• _Deine Aufgabe A_
Was sollten die Frauen laut dem Text über Männer im Kreißsaal sagen?
• _Deine Aufgabe B_
Schreib den Text über Männer im Kreißsaal im Anschluss an seinen letzten Satz weiter.

====== Vorliegender Textauszug ======

Auch dass die Männer mit in den Kreißsaal kommen ist noch gar nicht so lange üblich. Ich weiß, dass mein Vater bei meiner Geburt dabei war. Herr Baehr ist sich bei seiner nicht sicher, das fragen wir bei Gelegenheit nochmal nach. Die Hebamme wollte dann wissen, ob die Männer mit in den Kreißsaal gehen möchten und welche Erwartungen und vielleicht auch Ängste sie haben. Außerdem bat sie die Männer, die schon bei einer Geburt dabei waren, davon zu berichten. Wir Frauen sollten sagen, warum wir wollen, dass die Männer mitkommen oder eben nicht, falls das der Fall sein sollte.

====== Bereitgestelltes Material ======

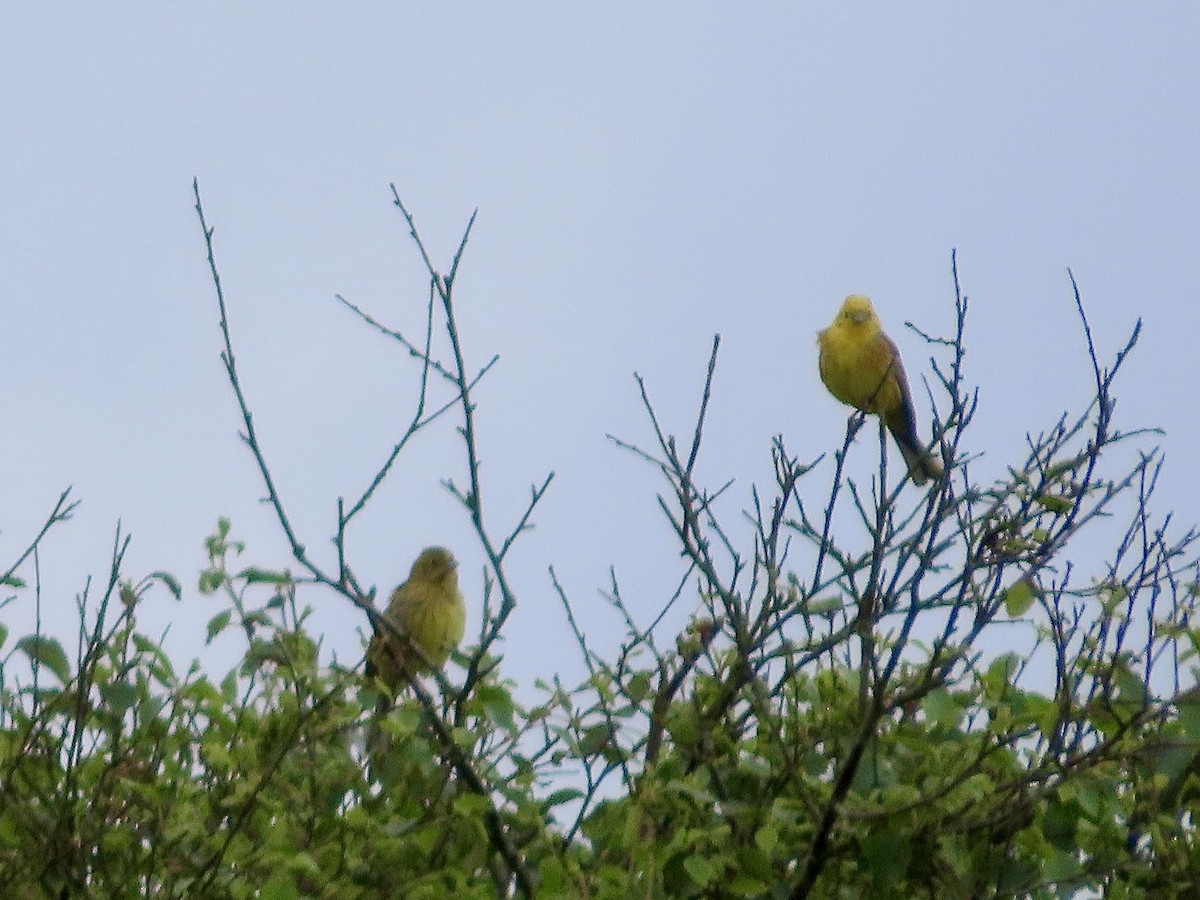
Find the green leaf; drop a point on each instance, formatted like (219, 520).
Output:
(767, 838)
(886, 855)
(699, 869)
(217, 624)
(1019, 598)
(265, 576)
(168, 581)
(941, 708)
(1055, 503)
(46, 652)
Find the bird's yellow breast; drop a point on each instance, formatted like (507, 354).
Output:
(857, 365)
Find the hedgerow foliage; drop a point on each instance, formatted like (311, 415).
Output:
(880, 693)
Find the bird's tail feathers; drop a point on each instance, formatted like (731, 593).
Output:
(922, 465)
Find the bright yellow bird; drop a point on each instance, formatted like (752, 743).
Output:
(429, 610)
(861, 366)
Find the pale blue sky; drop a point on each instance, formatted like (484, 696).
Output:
(645, 178)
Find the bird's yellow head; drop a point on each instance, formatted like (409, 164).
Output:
(857, 310)
(435, 564)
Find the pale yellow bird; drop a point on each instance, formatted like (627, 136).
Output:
(861, 366)
(429, 611)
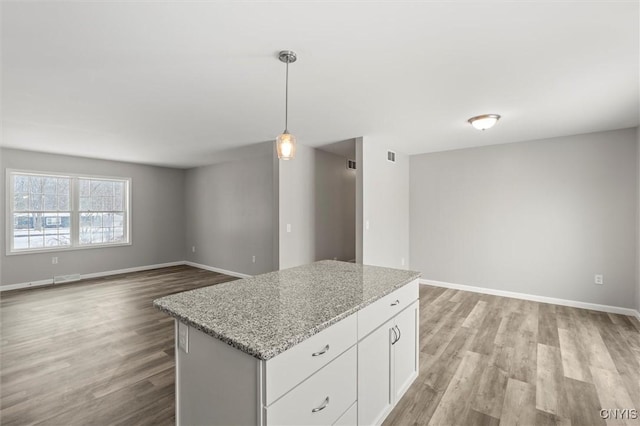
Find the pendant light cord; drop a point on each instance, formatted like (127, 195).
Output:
(286, 101)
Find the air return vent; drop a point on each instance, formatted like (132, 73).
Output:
(59, 279)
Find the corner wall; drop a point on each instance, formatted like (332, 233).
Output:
(385, 206)
(638, 223)
(317, 199)
(230, 210)
(157, 220)
(539, 217)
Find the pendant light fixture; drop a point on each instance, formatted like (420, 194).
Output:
(484, 122)
(286, 142)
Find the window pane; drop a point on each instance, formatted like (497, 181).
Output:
(50, 202)
(50, 185)
(118, 219)
(63, 202)
(35, 202)
(118, 234)
(21, 183)
(37, 184)
(85, 187)
(107, 204)
(118, 189)
(96, 220)
(20, 201)
(96, 203)
(85, 203)
(63, 186)
(42, 216)
(21, 225)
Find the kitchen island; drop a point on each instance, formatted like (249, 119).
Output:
(325, 343)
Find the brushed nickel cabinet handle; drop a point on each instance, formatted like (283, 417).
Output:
(322, 352)
(322, 407)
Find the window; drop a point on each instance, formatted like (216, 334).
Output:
(58, 212)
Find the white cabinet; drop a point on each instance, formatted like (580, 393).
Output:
(387, 364)
(374, 376)
(322, 398)
(405, 350)
(353, 372)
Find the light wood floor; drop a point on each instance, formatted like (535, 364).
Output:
(98, 353)
(95, 352)
(489, 360)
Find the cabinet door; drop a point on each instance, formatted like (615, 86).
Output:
(374, 376)
(405, 350)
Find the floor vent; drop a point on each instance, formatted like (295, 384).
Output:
(66, 278)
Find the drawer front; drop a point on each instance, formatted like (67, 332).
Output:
(291, 367)
(350, 418)
(321, 399)
(376, 314)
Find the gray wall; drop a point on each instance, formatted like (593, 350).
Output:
(297, 208)
(638, 224)
(230, 210)
(317, 198)
(359, 207)
(539, 217)
(385, 206)
(335, 207)
(156, 224)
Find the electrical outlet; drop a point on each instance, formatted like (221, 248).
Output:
(183, 337)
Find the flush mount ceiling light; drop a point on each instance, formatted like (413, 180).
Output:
(485, 121)
(286, 142)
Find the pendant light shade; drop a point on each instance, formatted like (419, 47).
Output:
(286, 146)
(484, 122)
(286, 142)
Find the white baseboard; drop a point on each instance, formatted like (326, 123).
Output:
(129, 270)
(534, 298)
(92, 275)
(219, 270)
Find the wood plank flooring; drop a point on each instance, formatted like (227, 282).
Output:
(94, 352)
(489, 360)
(97, 352)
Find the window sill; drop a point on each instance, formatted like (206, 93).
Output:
(59, 249)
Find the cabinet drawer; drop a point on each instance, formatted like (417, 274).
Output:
(291, 367)
(350, 418)
(322, 398)
(380, 311)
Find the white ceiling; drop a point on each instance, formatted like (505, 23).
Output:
(177, 83)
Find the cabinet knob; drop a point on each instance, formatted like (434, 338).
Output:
(322, 352)
(322, 407)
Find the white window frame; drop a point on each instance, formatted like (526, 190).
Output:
(74, 201)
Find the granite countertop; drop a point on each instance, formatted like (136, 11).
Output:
(267, 314)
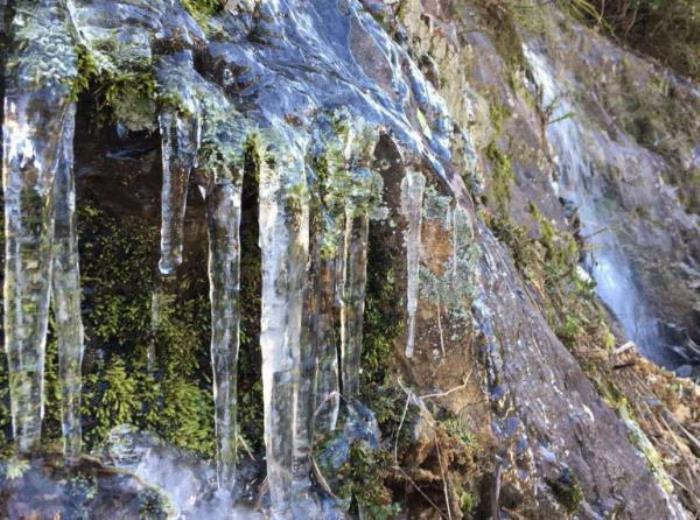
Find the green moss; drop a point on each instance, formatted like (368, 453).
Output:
(502, 175)
(363, 480)
(567, 491)
(201, 10)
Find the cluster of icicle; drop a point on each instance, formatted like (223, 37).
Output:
(317, 193)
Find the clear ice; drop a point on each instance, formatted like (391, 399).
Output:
(254, 89)
(412, 189)
(40, 239)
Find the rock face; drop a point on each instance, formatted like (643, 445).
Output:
(353, 149)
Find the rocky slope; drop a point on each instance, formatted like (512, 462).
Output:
(501, 384)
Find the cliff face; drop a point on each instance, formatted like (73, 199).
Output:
(455, 213)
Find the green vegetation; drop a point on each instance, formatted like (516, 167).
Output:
(502, 175)
(549, 262)
(363, 479)
(201, 10)
(668, 30)
(172, 398)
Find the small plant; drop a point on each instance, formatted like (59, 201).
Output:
(363, 479)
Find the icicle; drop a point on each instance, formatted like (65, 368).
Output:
(38, 132)
(412, 188)
(321, 372)
(179, 138)
(67, 293)
(224, 216)
(322, 328)
(284, 234)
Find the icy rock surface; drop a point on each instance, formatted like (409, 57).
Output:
(276, 74)
(305, 90)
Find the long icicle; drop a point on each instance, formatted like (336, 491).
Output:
(38, 126)
(412, 188)
(67, 296)
(224, 217)
(179, 138)
(284, 235)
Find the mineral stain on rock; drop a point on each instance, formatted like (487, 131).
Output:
(324, 120)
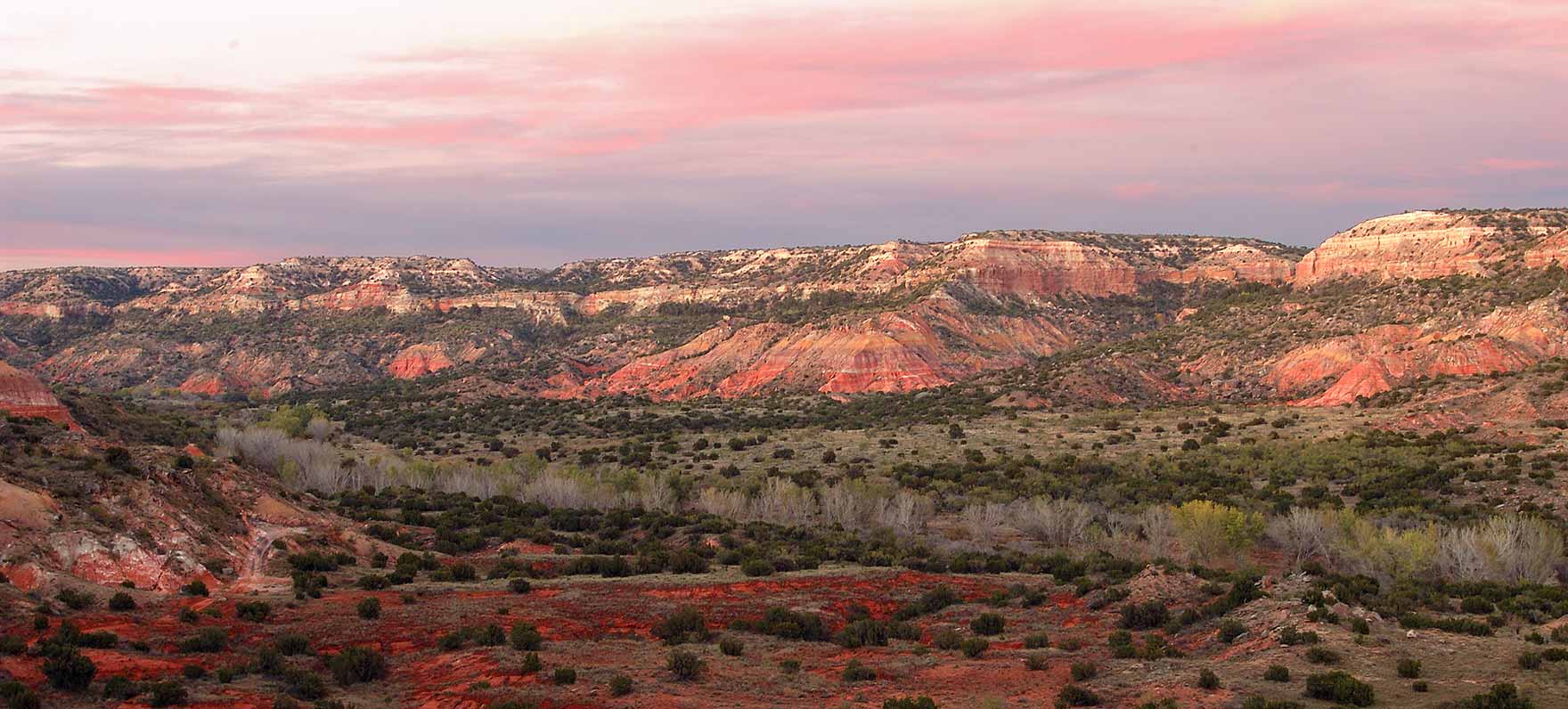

======

• _Schriftliche Antwort A_
Sie sollten sagen, warum sie wollen, dass die Männer mitkommen, oder warum nicht, falls das der Fall sein sollte.

• _Schriftliche Antwort B_
Herr Baehr war zu dem Zeitpunkt plötzlich ziemlich nervös, ich nehme an, dass er erwartet hatte nichts sagen zu müssen an diesem Abend. Außerdem, so erklärte er mir das hinterher, habe er sich noch gar keine Gedanken gemacht. Für ihn hätte festgestanden, dass er mitgeht, warum weiß er aber gar nicht so genau. So war es auch gut, dass wir nicht als erstes etwas sagen mussten und Herr Baehr Zeit hatte sich anzuhören, was die Männer vor ihm sagten. Ich denke, dass wir das Thema aber noch einmal besprechen müssen, ganz in Ruhe, den auch für ihn soll es ein positives Erlebnis sein.

Für mich gibt es zwei Gründe, warum ich gerade ihn dabei haben möchte. Herr Baehr kennt mich, wahrscheinlich kennt er mich mittlerweile besser als meine Mutter, weil ich mich ihm gegenüber viel mehr öffne. Er weiß genau wie schwer es mir fällt die Kontrolle abzugeben. Ich befürchte aber, dass ich das irgendwann während der Geburt tun muss und meinen Instinkten folgen muss. Dann bin ich froh, wenn er da ist und genau weiß, was ich brauche und was mir wichtig ist und vor allem auch, was ich gar nicht möchte.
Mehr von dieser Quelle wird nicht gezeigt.